■ Short exercise 1: Pull out every line of the records that contains the string "trunk", treating uppercase and lowercase letters as different.

■ Excerpted text:

◇ ◇ ◇ ◇ ◇

The next step would be to patch the deployment of the running operator to use the this newly prepared image and alter the container args of the same to run using dlv.

$ oc edit deployment kube-apiserver-operator -n openshift-kube-apiserver-operator
# Change the spec.template.containers[0].args,command to use dlv
     - args:
        - --listen=:40000
        - --headless=true
        - --api-version=2
        - --accept-multiclient
        - exec
        - /usr/bin/cluster-kube-apiserver-operator
        - --
        - operator
        - --config=/var/run/configmaps/config/config.yaml
        command:
        - /usr/bin/dlv     
# Change the spec.template.containers[0].image
        image: quay.io/swghosh/cluster-kube-apiserver-operator:debug

The dlv binary needs to be run in the container which would execute the built Golang binary of the operator. For any operator, the patch would finally to run the command: /usr/bin/dlv --listen=:40000 --headless=true --api-version=2 --accept-multiclient exec /usr/bin/<operator_binary> -- <other_operator_args>. Headless and listen arguments for dlv are required to enable the dlv debugger to run as a stub in headless mode and bind it to a container port which we can access later. Once edited, we can save the deployment and close the editor for the new operator pod to take effect.

◇ ◇ ◇ ◇ ◇

■ Short exercise 2: From the text on debugging an operator with dlv, translate this sentence into Spanish: "The dlv binary needs to be run in the container which would execute the built Golang binary of the operator."

◇ ◇ ◇ ◇ ◇

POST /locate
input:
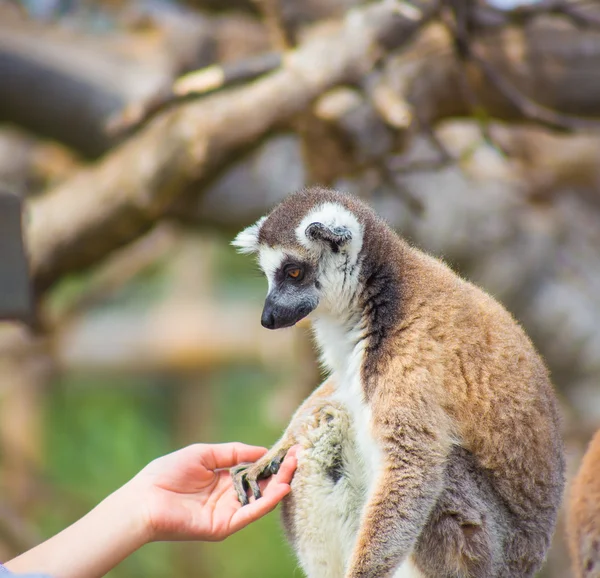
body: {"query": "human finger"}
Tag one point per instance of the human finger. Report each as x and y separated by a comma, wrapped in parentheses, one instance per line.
(215, 456)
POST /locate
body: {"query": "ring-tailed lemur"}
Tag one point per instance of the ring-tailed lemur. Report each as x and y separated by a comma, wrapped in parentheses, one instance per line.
(583, 514)
(453, 465)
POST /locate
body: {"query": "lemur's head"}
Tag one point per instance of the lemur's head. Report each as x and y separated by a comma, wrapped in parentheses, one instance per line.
(309, 248)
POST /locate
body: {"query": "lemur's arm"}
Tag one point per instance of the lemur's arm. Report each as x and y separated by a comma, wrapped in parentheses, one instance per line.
(412, 436)
(246, 476)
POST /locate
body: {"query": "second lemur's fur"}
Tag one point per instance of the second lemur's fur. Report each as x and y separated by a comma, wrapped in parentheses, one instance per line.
(583, 514)
(456, 456)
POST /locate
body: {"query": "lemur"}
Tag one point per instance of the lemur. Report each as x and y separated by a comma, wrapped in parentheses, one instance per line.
(451, 464)
(583, 514)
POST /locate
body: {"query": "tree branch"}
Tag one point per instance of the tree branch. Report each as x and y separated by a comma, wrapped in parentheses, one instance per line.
(110, 204)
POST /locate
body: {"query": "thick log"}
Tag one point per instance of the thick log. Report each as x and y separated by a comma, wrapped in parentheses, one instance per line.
(115, 201)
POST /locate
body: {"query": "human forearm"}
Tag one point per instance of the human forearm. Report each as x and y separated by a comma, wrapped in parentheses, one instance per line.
(91, 546)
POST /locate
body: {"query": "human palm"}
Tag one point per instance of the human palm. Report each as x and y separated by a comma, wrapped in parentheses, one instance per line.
(189, 494)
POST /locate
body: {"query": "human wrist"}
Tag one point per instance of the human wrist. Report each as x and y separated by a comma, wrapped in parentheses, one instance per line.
(129, 504)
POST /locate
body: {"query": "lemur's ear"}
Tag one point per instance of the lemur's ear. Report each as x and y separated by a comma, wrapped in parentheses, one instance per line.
(335, 237)
(246, 241)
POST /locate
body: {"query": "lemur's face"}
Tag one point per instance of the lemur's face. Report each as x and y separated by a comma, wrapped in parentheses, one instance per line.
(309, 264)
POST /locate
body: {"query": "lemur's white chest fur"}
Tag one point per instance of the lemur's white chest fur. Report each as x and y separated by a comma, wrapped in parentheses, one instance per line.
(342, 353)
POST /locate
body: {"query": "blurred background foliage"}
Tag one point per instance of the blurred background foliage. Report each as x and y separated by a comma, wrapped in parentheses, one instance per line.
(471, 126)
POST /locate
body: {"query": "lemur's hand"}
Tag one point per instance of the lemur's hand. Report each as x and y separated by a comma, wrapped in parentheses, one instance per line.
(246, 476)
(312, 425)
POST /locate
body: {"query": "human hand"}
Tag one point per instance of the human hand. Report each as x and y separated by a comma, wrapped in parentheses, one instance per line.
(187, 496)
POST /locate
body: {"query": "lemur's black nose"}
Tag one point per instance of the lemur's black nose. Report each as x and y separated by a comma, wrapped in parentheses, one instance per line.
(268, 318)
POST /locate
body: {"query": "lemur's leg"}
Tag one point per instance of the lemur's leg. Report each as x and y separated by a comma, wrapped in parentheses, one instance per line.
(246, 476)
(322, 513)
(467, 531)
(414, 445)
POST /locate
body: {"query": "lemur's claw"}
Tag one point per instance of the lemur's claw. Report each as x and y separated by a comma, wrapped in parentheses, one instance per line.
(275, 465)
(246, 476)
(255, 489)
(240, 483)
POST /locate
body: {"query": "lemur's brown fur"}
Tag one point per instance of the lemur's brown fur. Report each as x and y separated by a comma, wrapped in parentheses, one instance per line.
(451, 381)
(583, 514)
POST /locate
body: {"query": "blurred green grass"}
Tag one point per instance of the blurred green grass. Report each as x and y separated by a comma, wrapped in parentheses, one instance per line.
(101, 431)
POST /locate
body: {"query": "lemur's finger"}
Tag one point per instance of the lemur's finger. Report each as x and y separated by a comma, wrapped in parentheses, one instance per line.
(275, 465)
(254, 487)
(240, 486)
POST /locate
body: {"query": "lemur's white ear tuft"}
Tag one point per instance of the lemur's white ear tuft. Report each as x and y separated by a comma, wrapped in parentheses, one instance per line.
(246, 241)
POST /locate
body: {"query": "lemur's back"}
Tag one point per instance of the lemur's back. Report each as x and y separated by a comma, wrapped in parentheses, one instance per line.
(492, 382)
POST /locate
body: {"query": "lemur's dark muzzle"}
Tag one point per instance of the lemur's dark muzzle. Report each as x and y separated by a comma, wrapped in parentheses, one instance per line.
(276, 315)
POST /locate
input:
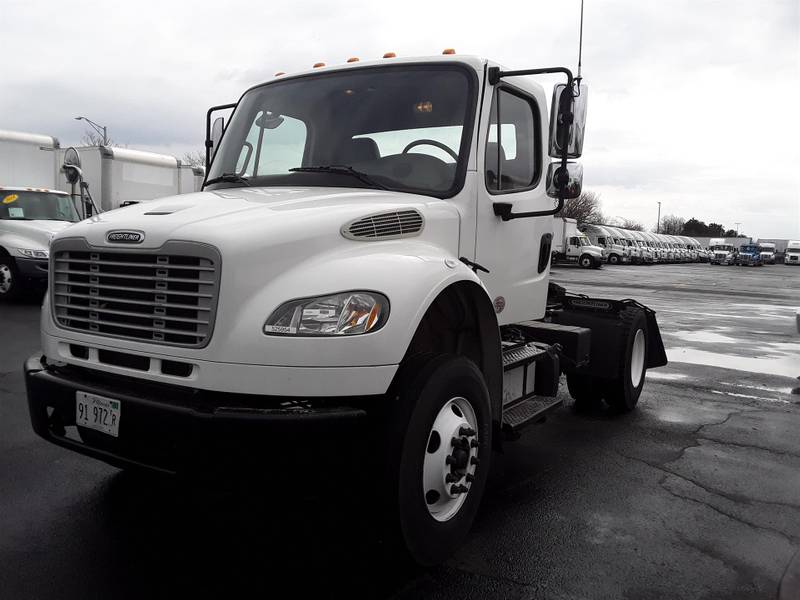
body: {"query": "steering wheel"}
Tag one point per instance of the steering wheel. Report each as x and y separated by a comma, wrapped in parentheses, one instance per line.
(439, 145)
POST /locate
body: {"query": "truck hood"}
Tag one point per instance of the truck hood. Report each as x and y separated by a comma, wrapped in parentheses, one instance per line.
(253, 218)
(35, 235)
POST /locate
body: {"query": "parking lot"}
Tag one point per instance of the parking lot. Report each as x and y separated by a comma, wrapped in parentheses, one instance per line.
(696, 494)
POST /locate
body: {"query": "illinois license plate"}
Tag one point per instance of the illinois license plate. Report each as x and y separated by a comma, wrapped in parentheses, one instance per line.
(97, 412)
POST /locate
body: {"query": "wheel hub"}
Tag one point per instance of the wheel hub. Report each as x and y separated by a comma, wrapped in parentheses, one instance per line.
(451, 459)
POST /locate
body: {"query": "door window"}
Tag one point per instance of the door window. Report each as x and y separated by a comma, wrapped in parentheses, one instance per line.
(513, 160)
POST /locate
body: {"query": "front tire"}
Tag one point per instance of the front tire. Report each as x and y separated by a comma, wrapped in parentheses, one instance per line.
(440, 440)
(10, 284)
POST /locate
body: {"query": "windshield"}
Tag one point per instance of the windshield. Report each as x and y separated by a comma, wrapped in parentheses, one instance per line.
(404, 127)
(39, 206)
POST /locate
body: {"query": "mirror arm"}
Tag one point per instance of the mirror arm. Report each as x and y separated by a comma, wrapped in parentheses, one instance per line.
(504, 209)
(209, 143)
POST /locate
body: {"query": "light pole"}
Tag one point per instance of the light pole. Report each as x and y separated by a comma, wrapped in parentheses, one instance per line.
(658, 225)
(101, 129)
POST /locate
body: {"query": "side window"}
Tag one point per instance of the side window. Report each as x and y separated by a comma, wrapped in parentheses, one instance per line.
(274, 145)
(512, 149)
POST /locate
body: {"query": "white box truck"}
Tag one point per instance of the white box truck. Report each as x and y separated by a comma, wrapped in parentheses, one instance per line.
(120, 175)
(573, 246)
(383, 273)
(28, 160)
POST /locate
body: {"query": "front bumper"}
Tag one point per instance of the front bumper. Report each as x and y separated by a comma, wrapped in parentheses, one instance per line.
(32, 268)
(174, 429)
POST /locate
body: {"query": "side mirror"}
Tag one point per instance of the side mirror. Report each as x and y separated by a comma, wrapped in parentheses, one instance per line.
(216, 134)
(567, 121)
(569, 180)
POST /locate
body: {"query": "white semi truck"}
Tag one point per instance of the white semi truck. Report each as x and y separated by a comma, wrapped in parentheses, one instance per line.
(370, 255)
(792, 254)
(573, 246)
(599, 236)
(724, 253)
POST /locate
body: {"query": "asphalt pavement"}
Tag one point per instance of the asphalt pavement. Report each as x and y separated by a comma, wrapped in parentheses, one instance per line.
(696, 494)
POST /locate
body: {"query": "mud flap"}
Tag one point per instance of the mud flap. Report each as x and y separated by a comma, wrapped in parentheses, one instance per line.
(602, 317)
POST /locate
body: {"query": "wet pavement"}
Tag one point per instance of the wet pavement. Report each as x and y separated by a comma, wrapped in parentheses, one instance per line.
(696, 494)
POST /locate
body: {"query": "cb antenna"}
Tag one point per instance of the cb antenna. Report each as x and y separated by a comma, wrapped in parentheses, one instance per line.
(580, 52)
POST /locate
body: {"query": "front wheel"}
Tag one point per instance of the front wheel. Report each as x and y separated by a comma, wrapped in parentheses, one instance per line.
(439, 454)
(10, 287)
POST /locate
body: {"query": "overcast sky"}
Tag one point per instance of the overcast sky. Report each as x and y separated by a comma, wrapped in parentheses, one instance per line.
(693, 103)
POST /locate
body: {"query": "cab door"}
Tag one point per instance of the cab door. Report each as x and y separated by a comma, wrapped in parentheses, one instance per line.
(511, 169)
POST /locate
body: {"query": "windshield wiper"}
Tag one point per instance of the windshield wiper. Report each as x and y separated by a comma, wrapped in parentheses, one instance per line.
(228, 178)
(341, 170)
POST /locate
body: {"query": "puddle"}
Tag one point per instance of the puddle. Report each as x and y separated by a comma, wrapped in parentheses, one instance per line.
(785, 366)
(703, 336)
(759, 388)
(665, 376)
(750, 397)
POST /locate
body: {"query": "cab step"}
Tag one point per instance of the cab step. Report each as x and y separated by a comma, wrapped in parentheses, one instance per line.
(525, 412)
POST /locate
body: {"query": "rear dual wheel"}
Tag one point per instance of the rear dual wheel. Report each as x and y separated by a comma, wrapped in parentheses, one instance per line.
(623, 391)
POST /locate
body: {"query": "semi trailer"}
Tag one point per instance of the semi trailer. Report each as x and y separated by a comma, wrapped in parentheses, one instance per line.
(384, 273)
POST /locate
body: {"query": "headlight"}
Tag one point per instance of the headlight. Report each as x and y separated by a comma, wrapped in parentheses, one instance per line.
(347, 313)
(29, 253)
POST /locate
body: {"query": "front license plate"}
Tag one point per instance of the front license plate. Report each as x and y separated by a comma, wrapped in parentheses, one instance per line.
(97, 412)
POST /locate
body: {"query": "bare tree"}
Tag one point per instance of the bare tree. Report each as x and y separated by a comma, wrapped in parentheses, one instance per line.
(195, 158)
(585, 208)
(671, 225)
(92, 138)
(625, 223)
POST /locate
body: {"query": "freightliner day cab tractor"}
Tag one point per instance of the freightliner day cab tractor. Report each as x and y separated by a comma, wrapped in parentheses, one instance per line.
(371, 253)
(29, 217)
(792, 254)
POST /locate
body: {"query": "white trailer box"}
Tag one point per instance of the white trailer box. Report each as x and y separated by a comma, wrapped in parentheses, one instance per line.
(28, 160)
(116, 175)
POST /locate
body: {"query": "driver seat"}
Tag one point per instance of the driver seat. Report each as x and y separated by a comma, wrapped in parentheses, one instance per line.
(359, 150)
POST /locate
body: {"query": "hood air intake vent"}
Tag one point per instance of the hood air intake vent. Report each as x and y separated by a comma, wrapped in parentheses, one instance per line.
(387, 225)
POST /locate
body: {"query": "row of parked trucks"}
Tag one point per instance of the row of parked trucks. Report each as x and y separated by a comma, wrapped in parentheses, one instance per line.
(592, 245)
(752, 254)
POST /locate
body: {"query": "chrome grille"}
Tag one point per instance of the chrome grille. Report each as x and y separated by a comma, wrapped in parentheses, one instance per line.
(166, 295)
(394, 224)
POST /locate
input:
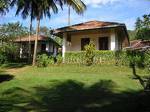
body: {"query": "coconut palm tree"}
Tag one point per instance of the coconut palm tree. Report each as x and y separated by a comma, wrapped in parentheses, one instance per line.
(4, 5)
(43, 8)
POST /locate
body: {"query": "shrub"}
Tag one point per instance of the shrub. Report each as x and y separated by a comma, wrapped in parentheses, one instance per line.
(44, 60)
(59, 59)
(89, 53)
(8, 52)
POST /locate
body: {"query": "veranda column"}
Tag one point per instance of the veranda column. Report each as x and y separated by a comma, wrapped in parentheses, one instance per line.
(64, 46)
(113, 41)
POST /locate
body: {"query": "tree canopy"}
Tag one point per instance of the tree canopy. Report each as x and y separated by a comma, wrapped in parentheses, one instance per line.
(143, 27)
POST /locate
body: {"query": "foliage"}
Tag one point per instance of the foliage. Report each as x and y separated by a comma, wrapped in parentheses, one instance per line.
(143, 27)
(8, 53)
(59, 59)
(43, 8)
(11, 31)
(143, 33)
(100, 57)
(44, 60)
(4, 6)
(136, 58)
(71, 88)
(132, 34)
(89, 53)
(45, 31)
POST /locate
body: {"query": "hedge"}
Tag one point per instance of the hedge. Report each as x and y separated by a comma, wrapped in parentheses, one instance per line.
(106, 57)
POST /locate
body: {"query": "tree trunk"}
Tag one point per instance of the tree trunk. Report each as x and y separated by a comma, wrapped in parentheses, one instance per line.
(36, 42)
(69, 19)
(30, 33)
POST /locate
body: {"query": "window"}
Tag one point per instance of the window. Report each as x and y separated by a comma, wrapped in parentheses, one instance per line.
(43, 47)
(103, 43)
(84, 42)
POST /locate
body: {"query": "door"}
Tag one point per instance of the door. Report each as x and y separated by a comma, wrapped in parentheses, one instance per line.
(103, 43)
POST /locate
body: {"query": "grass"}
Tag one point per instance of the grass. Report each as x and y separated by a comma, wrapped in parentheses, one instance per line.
(70, 88)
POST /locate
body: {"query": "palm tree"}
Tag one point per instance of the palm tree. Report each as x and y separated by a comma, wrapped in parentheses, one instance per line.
(42, 8)
(4, 5)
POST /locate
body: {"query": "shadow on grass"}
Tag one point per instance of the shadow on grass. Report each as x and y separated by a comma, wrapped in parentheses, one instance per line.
(73, 96)
(5, 77)
(14, 65)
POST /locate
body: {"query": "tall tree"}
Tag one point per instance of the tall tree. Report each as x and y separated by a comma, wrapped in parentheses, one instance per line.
(138, 24)
(4, 6)
(42, 8)
(11, 31)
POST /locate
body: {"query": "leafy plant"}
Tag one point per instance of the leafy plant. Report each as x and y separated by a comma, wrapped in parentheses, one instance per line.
(44, 60)
(8, 53)
(59, 59)
(89, 53)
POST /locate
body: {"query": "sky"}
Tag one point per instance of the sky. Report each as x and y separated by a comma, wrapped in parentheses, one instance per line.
(122, 11)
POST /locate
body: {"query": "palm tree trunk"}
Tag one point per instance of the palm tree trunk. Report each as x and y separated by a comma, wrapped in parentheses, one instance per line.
(69, 19)
(36, 42)
(30, 33)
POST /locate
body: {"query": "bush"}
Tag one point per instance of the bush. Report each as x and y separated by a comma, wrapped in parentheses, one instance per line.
(89, 53)
(8, 52)
(100, 57)
(59, 59)
(44, 60)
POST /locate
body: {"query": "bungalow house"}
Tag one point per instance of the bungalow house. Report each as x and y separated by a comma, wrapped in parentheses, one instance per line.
(45, 45)
(105, 35)
(139, 44)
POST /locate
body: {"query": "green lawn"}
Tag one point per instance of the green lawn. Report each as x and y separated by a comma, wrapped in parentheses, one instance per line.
(69, 88)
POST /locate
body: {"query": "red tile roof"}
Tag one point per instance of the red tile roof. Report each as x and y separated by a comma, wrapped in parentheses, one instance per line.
(26, 38)
(89, 25)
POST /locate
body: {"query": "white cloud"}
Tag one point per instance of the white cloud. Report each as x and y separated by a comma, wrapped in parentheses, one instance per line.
(96, 3)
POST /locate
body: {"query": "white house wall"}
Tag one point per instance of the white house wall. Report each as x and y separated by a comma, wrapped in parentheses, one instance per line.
(76, 40)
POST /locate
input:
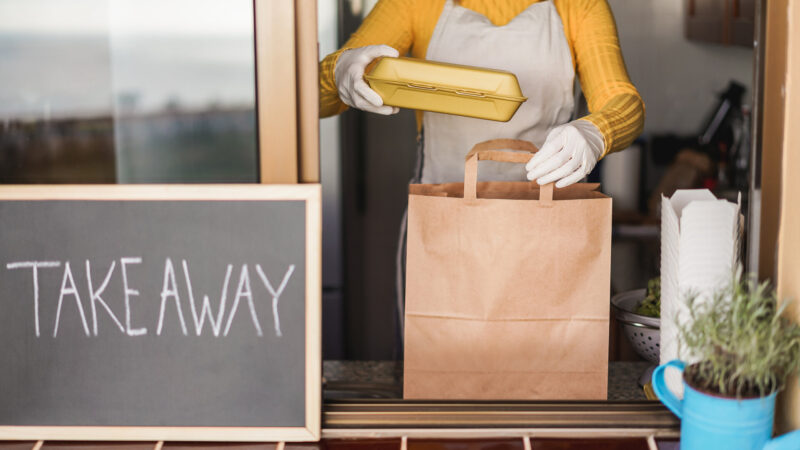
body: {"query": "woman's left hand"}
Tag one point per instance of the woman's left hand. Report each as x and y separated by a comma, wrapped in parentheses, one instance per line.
(569, 153)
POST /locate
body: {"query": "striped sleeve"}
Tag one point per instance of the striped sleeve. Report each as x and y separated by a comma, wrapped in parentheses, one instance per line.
(388, 23)
(615, 106)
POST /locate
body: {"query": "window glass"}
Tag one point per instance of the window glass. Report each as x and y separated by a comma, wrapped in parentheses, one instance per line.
(127, 91)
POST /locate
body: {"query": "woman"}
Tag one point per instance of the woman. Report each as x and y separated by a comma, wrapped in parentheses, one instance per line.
(544, 43)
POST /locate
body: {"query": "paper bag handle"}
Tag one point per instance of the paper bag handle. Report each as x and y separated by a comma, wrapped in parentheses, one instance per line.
(497, 150)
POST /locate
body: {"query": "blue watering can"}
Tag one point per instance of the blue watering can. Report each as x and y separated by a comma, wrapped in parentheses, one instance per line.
(709, 422)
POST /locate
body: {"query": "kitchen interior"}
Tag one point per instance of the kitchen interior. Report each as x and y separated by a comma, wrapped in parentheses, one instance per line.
(124, 116)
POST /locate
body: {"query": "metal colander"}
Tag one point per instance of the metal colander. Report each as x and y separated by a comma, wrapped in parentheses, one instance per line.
(643, 332)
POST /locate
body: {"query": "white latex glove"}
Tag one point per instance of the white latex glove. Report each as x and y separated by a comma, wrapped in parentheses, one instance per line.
(569, 153)
(349, 75)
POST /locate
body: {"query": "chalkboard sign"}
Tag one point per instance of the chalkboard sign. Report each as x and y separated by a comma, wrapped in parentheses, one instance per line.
(160, 312)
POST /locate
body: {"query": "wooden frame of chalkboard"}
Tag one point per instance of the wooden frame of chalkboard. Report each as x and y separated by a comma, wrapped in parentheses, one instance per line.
(310, 195)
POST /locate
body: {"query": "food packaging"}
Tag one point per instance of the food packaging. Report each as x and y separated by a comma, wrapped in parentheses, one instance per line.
(446, 88)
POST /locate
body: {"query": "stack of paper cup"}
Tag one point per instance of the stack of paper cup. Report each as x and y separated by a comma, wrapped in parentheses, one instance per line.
(700, 239)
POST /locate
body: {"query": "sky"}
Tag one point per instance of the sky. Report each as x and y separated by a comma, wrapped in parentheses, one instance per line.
(172, 17)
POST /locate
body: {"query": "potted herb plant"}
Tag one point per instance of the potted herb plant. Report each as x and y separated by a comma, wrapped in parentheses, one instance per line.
(746, 351)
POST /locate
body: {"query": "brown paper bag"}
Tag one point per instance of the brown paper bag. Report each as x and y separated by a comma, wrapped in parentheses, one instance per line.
(507, 294)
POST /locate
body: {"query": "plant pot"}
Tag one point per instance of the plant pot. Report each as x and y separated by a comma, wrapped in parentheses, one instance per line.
(709, 421)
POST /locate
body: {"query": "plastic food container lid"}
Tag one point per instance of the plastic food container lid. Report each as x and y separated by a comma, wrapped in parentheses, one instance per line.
(446, 88)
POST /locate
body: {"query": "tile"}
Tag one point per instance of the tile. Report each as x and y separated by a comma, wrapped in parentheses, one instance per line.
(668, 444)
(361, 444)
(17, 445)
(218, 445)
(94, 445)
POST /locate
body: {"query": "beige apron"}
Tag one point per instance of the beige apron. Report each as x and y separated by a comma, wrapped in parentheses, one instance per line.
(534, 47)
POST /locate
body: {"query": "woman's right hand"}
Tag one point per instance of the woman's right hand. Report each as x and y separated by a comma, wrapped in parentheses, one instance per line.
(349, 74)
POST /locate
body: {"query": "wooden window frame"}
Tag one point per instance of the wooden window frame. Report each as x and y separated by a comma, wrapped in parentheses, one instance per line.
(287, 90)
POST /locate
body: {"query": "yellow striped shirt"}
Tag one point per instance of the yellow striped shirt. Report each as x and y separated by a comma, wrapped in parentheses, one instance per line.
(615, 106)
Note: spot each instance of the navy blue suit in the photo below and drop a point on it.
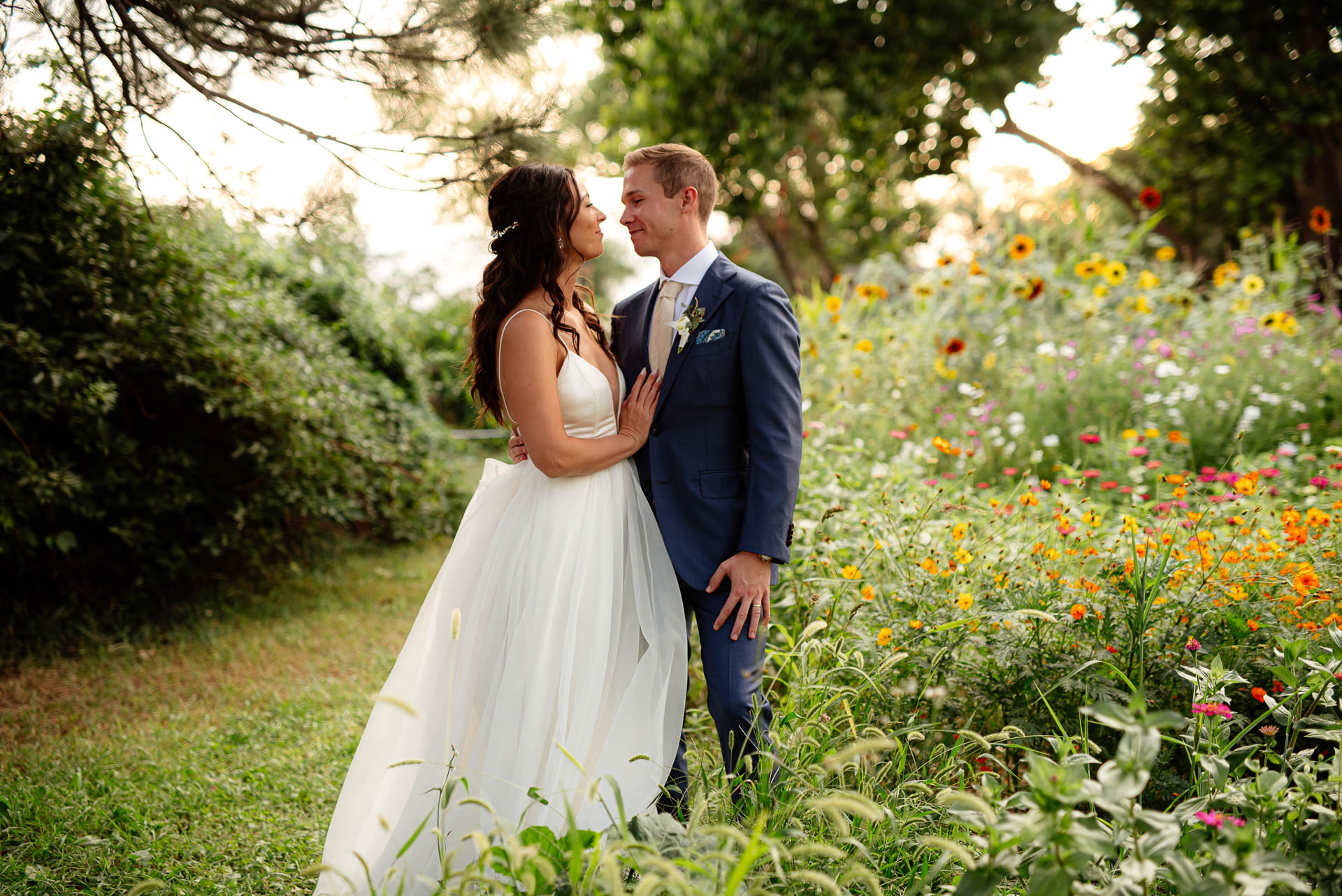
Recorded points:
(721, 471)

◇ ◇ ◇ ◇ ◇

■ Exercise answer 1:
body: {"query": "tree trunk"}
Tag one point per instance of the tree trunk. Report each as x and y separated by a comma, wrapped in parentheses, one instance per line.
body: {"query": "palm tree trunk"}
Tag one point per instance of the palm tree trunk. Report each as x and y separated by a comma, wrapped in parentheses, one instance per line.

■ Exercise answer 2: El binario dlv debe ejecutarse en el contenedor que ejecutaría el binario compilado de Golang del operador.